» **Task objective**
An exact reproduction of every record is required.

» **Input material**
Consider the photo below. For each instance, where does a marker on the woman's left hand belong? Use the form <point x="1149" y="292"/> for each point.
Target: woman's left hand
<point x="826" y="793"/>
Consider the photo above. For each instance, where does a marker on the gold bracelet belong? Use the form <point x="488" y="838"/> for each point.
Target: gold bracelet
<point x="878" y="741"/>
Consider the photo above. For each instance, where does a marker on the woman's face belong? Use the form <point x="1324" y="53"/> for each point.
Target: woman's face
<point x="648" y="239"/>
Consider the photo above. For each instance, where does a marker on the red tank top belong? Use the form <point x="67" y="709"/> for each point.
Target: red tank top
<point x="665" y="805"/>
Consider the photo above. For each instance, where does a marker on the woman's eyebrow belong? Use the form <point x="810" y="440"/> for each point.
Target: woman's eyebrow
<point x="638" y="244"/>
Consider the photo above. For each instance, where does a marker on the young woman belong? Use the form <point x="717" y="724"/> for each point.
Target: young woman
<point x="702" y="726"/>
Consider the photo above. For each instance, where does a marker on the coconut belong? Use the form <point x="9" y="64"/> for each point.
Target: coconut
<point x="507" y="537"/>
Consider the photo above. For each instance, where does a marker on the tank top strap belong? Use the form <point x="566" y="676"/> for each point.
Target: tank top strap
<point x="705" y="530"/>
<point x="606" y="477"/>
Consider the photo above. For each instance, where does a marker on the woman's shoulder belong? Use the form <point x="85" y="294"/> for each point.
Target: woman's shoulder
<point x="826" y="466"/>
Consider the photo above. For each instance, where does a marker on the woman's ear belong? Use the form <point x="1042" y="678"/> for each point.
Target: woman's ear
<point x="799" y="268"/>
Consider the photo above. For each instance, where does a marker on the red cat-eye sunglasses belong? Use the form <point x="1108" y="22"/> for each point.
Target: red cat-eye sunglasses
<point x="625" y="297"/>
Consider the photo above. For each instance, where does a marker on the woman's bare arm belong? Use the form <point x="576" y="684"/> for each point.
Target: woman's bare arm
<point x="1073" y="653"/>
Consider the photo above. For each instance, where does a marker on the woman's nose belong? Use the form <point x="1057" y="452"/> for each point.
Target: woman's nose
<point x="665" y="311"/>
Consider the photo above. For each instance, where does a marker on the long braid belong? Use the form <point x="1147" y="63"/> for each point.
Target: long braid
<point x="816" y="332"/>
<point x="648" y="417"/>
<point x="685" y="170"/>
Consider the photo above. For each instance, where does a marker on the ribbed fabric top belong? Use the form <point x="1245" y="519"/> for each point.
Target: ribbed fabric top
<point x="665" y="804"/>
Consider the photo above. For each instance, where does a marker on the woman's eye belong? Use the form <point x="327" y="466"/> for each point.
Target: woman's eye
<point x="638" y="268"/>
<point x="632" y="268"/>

» **Response to this task**
Consider the photo below. For each instance, where does a marker on the woman's left hand belong? Use the form <point x="1149" y="292"/> for each point.
Target: woman's left hand
<point x="826" y="793"/>
Consider the photo above. For each instance, where does a marker on the gold bracelet belong? Use the form <point x="488" y="838"/> for each point.
Target: gold bracelet
<point x="878" y="741"/>
Consider the photo above. For each instance, where does a marker on the woman's face belong? Use the form <point x="1324" y="53"/> for each point.
Target: woman's face
<point x="648" y="239"/>
Consider the photo above. For each instance, where does a marker on the red tank top belong? Use the form <point x="67" y="709"/> for each point.
Target: red tank top
<point x="665" y="805"/>
Consider the photo above. For each instance, where does a marker on the woman's eyebrow belong? Use the form <point x="810" y="440"/> for each point.
Target: woman's eyebrow
<point x="638" y="244"/>
Consider the photo above. For each instance, where does a marker on the young woman belong? Use the form <point x="717" y="724"/> for each point.
Target: young woman
<point x="702" y="726"/>
Consider the photo above. For each instance, where does a marker on the coconut belong? Use the form <point x="9" y="64"/> for each point.
Target: coconut
<point x="507" y="537"/>
Consider the photo above. For each instance, where does a marker on the tank top strap belong? Use the form <point x="566" y="676"/> for each point.
Target: tank top strap
<point x="705" y="530"/>
<point x="606" y="477"/>
Consider the photo above. For each instance, where does a marker on the woman's shoulder belong? Use the form <point x="85" y="294"/> for each point.
Target: woman's shoulder
<point x="826" y="466"/>
Consider the photo above. For each instance, where does a marker on the woman's ear belong? Use the form <point x="1042" y="678"/> for each point.
Target: woman's ear
<point x="799" y="268"/>
Consider the photo above. For each instance, where does a marker on the red cat-eye sunglasses belong? Use the form <point x="1108" y="22"/> for each point.
Target: red cat-eye sunglasses
<point x="625" y="297"/>
Consider the photo above. For each instance, where does a marker on the woman's bare arm belong? Use the form <point x="576" y="684"/> for each point.
Target: woman's bare arm
<point x="1073" y="653"/>
Consider the photo above. For each instance, where does a marker on the woman's nose belong? Use the form <point x="1057" y="452"/> for each point.
Target: woman's nose
<point x="665" y="311"/>
Consider the photo above. For each instance, where does a marker on the long braid belong? Use the form <point x="1147" y="63"/> for each point.
Target: long braid
<point x="816" y="332"/>
<point x="648" y="417"/>
<point x="685" y="170"/>
Consider the photo above. For each instance, where does a marker on the ribbed fabric top belong? Use the form <point x="1245" y="519"/> for each point.
Target: ribbed fabric top
<point x="665" y="804"/>
Consider the photo above. For each instance, where does a marker on the woman's eye belong? Use the form <point x="327" y="466"/> for each point.
Target: woman's eye
<point x="638" y="268"/>
<point x="632" y="268"/>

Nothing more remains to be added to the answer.